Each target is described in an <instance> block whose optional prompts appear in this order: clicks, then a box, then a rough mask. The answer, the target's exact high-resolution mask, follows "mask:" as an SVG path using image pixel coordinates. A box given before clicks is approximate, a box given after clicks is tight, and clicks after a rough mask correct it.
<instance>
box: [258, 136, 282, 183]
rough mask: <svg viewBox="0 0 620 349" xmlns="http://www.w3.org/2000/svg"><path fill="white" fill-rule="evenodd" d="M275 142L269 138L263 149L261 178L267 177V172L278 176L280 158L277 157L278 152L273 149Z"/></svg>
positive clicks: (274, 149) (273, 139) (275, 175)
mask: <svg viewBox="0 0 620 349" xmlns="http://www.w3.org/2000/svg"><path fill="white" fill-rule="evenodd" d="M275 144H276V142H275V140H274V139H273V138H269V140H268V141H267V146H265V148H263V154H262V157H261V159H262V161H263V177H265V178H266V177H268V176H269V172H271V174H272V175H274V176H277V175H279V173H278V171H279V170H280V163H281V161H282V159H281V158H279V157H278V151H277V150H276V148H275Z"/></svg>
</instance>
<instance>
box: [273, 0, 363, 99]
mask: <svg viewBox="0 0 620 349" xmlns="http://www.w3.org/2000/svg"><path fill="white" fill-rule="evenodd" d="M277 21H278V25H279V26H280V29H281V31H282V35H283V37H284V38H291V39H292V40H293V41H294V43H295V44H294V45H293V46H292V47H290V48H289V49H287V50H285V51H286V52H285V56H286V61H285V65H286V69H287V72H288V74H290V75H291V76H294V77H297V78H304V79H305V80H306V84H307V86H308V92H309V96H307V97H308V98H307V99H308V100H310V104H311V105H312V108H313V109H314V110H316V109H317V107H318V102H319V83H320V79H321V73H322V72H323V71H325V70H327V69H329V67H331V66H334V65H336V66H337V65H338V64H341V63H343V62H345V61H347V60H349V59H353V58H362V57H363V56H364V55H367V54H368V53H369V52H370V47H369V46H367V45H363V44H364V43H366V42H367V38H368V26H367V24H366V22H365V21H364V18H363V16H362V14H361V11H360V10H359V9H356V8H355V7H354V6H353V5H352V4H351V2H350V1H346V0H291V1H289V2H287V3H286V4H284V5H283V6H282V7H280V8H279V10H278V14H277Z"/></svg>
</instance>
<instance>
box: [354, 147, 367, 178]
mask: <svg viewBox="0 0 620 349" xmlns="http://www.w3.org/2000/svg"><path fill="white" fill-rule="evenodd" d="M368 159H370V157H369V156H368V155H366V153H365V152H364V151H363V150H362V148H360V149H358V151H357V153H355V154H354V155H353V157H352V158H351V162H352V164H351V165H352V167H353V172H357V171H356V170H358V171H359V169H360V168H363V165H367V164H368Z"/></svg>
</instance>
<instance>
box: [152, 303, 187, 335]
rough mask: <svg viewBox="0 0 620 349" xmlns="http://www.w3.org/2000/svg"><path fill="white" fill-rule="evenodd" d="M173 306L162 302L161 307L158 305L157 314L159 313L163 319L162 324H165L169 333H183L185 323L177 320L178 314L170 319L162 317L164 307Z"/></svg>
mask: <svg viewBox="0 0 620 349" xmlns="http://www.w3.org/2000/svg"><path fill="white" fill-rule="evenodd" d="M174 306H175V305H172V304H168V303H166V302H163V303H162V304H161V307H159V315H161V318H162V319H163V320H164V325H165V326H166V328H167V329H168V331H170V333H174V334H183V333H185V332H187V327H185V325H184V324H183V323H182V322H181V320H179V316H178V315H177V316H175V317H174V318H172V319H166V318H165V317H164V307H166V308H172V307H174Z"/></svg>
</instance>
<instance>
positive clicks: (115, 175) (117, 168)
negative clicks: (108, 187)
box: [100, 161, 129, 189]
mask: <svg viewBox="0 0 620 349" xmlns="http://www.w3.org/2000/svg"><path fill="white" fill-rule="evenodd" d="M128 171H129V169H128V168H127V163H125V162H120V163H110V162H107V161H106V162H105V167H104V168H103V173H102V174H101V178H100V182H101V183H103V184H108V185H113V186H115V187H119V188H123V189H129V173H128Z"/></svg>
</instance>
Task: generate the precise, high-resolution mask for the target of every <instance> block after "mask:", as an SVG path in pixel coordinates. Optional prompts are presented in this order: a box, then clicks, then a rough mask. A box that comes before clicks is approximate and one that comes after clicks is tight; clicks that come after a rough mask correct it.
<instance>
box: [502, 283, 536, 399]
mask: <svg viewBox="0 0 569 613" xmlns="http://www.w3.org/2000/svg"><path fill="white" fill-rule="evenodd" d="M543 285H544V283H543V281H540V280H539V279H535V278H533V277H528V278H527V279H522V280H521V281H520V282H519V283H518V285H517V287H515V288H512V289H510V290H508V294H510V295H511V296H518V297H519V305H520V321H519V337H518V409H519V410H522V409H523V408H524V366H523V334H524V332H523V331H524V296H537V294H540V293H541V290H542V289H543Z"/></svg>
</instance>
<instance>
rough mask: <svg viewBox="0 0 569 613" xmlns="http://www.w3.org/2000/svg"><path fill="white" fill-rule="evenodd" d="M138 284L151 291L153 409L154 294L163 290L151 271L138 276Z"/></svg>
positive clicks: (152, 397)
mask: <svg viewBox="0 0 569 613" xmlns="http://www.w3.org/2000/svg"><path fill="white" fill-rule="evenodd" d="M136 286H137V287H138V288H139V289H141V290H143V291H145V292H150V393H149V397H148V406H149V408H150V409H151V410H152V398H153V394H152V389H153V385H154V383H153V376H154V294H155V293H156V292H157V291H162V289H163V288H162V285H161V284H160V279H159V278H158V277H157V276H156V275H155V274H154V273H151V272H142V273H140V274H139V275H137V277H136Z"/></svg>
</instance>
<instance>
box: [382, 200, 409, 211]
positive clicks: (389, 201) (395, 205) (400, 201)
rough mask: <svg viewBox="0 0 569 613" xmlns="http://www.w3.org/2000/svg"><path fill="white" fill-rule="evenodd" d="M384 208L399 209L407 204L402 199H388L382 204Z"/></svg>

Job item:
Convert the lines above into a JSON list of strings, one string per line, leaving out any blank lines.

Exercise result:
[
  "Each target is described in an <instance> block whose optional prompts appear in this order: clicks, then a box, then a rough mask. The answer, the target's exact high-resolution mask, follows \"mask:\" as an SVG path using image pixel coordinates. A box given before clicks is approximate, a box given after clicks is tight, and clicks after a rough mask correct it.",
  "<instance>",
  "box: [258, 136, 282, 183]",
  "rough mask: <svg viewBox=\"0 0 620 349\" xmlns=\"http://www.w3.org/2000/svg\"><path fill=\"white\" fill-rule=\"evenodd\" d=\"M275 142L269 138L263 149L261 178L267 177V172L278 176L280 158L277 157L278 152L273 149Z\"/></svg>",
  "positive clicks: (274, 149) (273, 139) (275, 175)",
  "mask: <svg viewBox=\"0 0 620 349\" xmlns=\"http://www.w3.org/2000/svg\"><path fill=\"white\" fill-rule=\"evenodd\" d=\"M275 144H276V142H275V140H274V139H273V138H269V140H268V141H267V146H265V148H263V154H262V157H261V159H262V161H263V177H265V178H266V177H268V176H269V172H271V174H272V175H274V176H277V175H279V173H278V171H279V170H280V163H281V161H282V159H281V158H279V157H278V151H277V150H276V148H275Z\"/></svg>",
  "</instance>",
  "<instance>",
  "box: [273, 0, 363, 99]",
  "mask: <svg viewBox=\"0 0 620 349\" xmlns=\"http://www.w3.org/2000/svg\"><path fill=\"white\" fill-rule=\"evenodd\" d=\"M277 21H278V25H279V26H280V29H281V31H282V35H283V37H284V38H291V39H292V40H293V41H294V43H295V44H294V45H293V46H292V47H290V48H289V49H287V50H285V51H286V52H285V56H286V61H285V65H286V69H287V72H288V74H290V75H291V76H294V77H297V78H304V79H305V80H306V84H307V86H308V92H309V96H307V97H308V98H307V99H308V100H310V104H311V105H312V108H313V109H314V110H316V109H317V107H318V102H319V83H320V79H321V73H322V72H323V71H325V70H327V69H329V67H331V66H334V65H336V66H337V65H338V64H341V63H343V62H345V61H347V60H349V59H353V58H362V57H363V56H364V55H367V54H368V53H369V52H370V47H369V46H367V45H363V44H364V43H366V42H367V38H368V26H367V24H366V22H365V21H364V18H363V16H362V14H361V11H360V10H359V9H356V8H355V7H354V6H353V5H352V4H351V2H350V1H346V0H291V1H289V2H287V3H286V4H284V5H283V6H282V7H280V8H279V10H278V14H277Z\"/></svg>",
  "</instance>",
  "<instance>",
  "box: [354, 147, 367, 178]",
  "mask: <svg viewBox=\"0 0 620 349\" xmlns=\"http://www.w3.org/2000/svg\"><path fill=\"white\" fill-rule=\"evenodd\" d=\"M368 159H370V157H369V156H368V155H366V153H365V152H364V151H363V150H362V148H360V149H358V151H357V153H355V154H354V155H353V157H352V158H351V162H352V164H351V165H352V167H353V172H357V171H356V170H358V171H359V169H360V168H363V165H367V164H368Z\"/></svg>",
  "</instance>",
  "<instance>",
  "box: [152, 303, 187, 335]",
  "rough mask: <svg viewBox=\"0 0 620 349\" xmlns=\"http://www.w3.org/2000/svg\"><path fill=\"white\" fill-rule=\"evenodd\" d=\"M173 306L162 302L161 307L158 305L157 314L159 313L163 319L162 324H165L169 333H183L185 323L177 320L178 314L170 319L162 317L164 307Z\"/></svg>",
  "mask: <svg viewBox=\"0 0 620 349\" xmlns=\"http://www.w3.org/2000/svg\"><path fill=\"white\" fill-rule=\"evenodd\" d=\"M174 306H175V305H172V304H168V303H166V302H163V303H162V304H161V307H159V315H161V318H162V319H163V320H164V325H165V326H166V328H167V329H168V331H170V333H174V334H183V333H185V332H187V327H185V325H184V324H183V323H182V322H181V320H179V316H178V315H177V316H175V317H174V318H172V319H166V318H165V317H164V307H166V308H172V307H174Z\"/></svg>",
  "</instance>",
  "<instance>",
  "positive clicks: (115, 175) (117, 168)",
  "negative clicks: (108, 187)",
  "box: [100, 161, 129, 189]",
  "mask: <svg viewBox=\"0 0 620 349\" xmlns=\"http://www.w3.org/2000/svg\"><path fill=\"white\" fill-rule=\"evenodd\" d=\"M128 171H129V169H128V168H127V163H125V162H120V163H110V162H107V161H106V162H105V167H104V168H103V173H102V174H101V178H100V182H101V183H103V184H108V185H113V186H115V187H119V188H123V189H129V173H128Z\"/></svg>",
  "</instance>",
  "Task: generate the precise, high-resolution mask for the target of every <instance> block after \"mask:\", as an SVG path in pixel coordinates. Optional prompts are presented in this order: a box, then clicks, then a rough mask. A box that comes before clicks is approximate and one that comes after clicks is tight; clicks that come after a rough mask correct it.",
  "<instance>",
  "box: [502, 283, 536, 399]",
  "mask: <svg viewBox=\"0 0 569 613\" xmlns=\"http://www.w3.org/2000/svg\"><path fill=\"white\" fill-rule=\"evenodd\" d=\"M543 285H544V283H543V281H540V280H539V279H535V278H533V277H528V278H527V279H522V280H521V281H520V282H519V283H518V285H517V287H515V288H512V289H510V290H508V294H510V295H511V296H518V297H519V305H520V321H519V337H518V409H519V410H522V409H523V408H524V366H523V334H524V332H523V331H524V296H537V294H540V293H541V290H542V289H543Z\"/></svg>",
  "</instance>",
  "<instance>",
  "rough mask: <svg viewBox=\"0 0 569 613\" xmlns=\"http://www.w3.org/2000/svg\"><path fill=\"white\" fill-rule=\"evenodd\" d=\"M138 284L151 291L153 409L154 294L163 290L151 271L138 276Z\"/></svg>",
  "positive clicks: (152, 397)",
  "mask: <svg viewBox=\"0 0 569 613\" xmlns=\"http://www.w3.org/2000/svg\"><path fill=\"white\" fill-rule=\"evenodd\" d=\"M136 286H137V287H138V288H139V289H141V290H143V291H145V292H150V393H149V397H148V406H149V408H150V409H151V410H152V398H153V394H152V389H153V385H154V383H153V376H154V294H155V293H156V292H157V291H162V289H163V288H162V285H161V284H160V279H159V278H158V277H157V276H156V275H155V274H154V273H151V272H142V273H140V274H139V275H137V277H136Z\"/></svg>",
  "</instance>",
  "<instance>",
  "box: [382, 200, 409, 211]",
  "positive clicks: (389, 201) (395, 205) (400, 201)",
  "rough mask: <svg viewBox=\"0 0 569 613\" xmlns=\"http://www.w3.org/2000/svg\"><path fill=\"white\" fill-rule=\"evenodd\" d=\"M384 208L399 209L407 204L402 199H388L382 204Z\"/></svg>"
]